* **HOW TO COMPLETE THIS TASK**: Find the line containing "Target: bicycle tire" in the material below; copy that line and all following lines exactly.

* **EXTRACTED RECORDS**:
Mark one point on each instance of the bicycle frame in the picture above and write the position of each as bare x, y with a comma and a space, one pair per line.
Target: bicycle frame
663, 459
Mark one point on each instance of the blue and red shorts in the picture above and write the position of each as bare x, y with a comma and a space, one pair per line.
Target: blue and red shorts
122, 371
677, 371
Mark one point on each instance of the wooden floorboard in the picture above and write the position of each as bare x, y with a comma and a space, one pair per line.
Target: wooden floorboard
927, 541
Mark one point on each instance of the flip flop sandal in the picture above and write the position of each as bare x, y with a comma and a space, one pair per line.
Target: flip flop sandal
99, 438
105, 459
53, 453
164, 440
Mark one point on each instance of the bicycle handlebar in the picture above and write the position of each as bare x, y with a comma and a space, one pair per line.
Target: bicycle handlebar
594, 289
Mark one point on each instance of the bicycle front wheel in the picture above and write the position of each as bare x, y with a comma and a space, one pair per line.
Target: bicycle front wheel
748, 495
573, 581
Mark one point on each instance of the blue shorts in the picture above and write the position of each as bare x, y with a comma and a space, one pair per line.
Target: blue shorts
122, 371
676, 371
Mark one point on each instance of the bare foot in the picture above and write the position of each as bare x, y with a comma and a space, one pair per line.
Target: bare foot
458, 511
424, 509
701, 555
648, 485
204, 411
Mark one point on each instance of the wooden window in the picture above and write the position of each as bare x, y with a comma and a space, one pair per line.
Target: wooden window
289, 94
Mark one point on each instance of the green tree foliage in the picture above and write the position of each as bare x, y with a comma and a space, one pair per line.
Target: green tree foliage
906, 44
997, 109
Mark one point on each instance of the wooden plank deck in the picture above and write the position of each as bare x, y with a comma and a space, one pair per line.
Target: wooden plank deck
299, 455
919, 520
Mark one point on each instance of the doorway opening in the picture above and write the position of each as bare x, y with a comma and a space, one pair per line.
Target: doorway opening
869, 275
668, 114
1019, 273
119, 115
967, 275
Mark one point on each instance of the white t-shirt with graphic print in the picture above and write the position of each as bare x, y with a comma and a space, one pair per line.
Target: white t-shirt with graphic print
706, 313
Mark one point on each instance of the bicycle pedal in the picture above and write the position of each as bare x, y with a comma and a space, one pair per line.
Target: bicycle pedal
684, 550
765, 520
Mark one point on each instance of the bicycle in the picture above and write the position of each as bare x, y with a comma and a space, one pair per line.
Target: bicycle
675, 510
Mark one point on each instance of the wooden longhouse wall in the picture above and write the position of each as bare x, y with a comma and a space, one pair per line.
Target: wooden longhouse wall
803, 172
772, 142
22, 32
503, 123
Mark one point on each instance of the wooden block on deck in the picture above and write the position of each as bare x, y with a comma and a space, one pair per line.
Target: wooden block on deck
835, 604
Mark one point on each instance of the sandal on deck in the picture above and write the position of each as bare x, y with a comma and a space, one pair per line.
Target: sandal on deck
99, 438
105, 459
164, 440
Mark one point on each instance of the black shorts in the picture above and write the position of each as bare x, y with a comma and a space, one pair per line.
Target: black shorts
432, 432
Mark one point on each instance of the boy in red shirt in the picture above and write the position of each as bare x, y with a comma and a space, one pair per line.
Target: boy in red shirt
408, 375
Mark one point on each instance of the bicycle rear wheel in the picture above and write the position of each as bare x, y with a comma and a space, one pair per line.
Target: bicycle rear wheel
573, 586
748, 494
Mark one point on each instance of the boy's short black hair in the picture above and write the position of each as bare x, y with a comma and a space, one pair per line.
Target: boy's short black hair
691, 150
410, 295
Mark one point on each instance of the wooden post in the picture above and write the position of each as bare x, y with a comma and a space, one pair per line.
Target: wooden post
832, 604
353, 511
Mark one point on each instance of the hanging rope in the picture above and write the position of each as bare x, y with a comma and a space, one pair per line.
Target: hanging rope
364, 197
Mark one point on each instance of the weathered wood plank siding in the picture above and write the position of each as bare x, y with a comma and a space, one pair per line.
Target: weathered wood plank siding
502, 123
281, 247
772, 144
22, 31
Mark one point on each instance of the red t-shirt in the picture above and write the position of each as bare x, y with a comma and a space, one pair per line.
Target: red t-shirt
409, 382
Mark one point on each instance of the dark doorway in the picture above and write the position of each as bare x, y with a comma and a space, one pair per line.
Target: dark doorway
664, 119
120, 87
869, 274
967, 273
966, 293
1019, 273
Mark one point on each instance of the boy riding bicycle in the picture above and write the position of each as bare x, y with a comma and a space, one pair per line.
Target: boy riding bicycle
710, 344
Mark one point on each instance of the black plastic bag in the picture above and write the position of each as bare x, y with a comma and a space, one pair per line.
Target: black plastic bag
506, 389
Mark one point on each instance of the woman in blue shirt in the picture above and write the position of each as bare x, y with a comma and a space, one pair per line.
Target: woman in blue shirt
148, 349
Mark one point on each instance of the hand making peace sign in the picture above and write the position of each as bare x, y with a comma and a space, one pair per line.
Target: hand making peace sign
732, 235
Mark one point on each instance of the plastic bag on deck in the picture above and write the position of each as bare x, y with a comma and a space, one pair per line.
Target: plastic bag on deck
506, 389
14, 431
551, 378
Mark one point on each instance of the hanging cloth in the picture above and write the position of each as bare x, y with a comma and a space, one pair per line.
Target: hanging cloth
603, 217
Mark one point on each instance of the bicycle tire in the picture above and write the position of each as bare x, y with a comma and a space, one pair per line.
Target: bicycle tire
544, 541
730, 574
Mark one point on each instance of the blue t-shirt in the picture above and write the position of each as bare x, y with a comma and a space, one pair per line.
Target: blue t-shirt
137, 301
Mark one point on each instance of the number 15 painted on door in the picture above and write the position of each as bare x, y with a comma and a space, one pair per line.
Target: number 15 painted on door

* **YOUR RESPONSE**:
Target: bicycle tire
544, 541
730, 574
Mark one point on each instance of the blue t-shirt in the picture above and write the position of each as bare x, y with a comma and a space, one pair per line.
Target: blue t-shirt
137, 301
Mark one point on each instance of the number 15 painted on door in the picture above and write the position of each as bare x, y with a comma and a space, one pair per line.
Target: number 15 painted on door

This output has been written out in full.